Annotation data for object locations

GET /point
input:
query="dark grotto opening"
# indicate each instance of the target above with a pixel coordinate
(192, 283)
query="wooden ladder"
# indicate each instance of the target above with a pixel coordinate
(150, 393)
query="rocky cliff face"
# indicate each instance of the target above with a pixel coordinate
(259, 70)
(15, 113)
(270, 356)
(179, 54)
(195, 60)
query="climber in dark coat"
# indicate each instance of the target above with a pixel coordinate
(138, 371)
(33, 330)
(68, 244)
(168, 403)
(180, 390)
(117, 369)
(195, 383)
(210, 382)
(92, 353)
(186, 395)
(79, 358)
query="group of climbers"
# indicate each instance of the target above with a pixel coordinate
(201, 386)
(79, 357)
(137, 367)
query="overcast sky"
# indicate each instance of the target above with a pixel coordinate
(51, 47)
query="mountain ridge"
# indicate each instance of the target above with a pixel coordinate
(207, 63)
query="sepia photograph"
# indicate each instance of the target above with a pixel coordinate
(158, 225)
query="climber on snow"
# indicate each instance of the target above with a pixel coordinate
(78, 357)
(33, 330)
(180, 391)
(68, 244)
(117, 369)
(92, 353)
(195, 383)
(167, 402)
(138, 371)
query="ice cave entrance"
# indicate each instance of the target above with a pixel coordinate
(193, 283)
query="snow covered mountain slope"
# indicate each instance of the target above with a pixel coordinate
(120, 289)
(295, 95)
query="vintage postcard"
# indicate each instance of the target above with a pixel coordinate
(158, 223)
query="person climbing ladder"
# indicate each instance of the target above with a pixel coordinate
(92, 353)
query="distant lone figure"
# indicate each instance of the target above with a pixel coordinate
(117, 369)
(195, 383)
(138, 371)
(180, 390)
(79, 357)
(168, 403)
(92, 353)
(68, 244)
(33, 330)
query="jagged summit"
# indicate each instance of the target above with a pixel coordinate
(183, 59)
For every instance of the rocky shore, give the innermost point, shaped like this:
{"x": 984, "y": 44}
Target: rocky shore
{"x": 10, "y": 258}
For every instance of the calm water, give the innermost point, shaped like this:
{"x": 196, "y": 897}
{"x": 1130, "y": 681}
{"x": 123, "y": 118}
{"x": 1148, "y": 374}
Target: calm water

> _What you are asked to do_:
Copy out the rows verbatim, beginning at the line that contains "For every instance of the calm" and stopping after the final line of the rows. Include both of those lines.

> _Result for this task_:
For every instance of the calm water, give the innermost point, shaped like this:
{"x": 196, "y": 897}
{"x": 1130, "y": 681}
{"x": 123, "y": 118}
{"x": 1148, "y": 374}
Target: calm water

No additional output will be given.